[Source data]
++++++++

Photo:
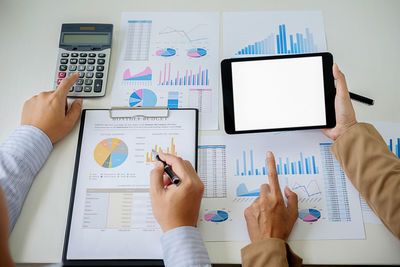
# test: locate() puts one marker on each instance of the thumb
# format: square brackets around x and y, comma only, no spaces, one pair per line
[74,112]
[292,202]
[156,179]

++++++++

Exercise details. Format every line of the entries above as a JSON list of strings, one string per line, with blank lines left out. Leave the pictures out of the answer.

Written reply.
[
  "Photo:",
  "# test: locate() puts one marker on each instance of the thumb",
  "# format: square brackets around x and y, comma only, no spaces, one pair per line",
  "[74,112]",
  "[292,202]",
  "[156,179]"
]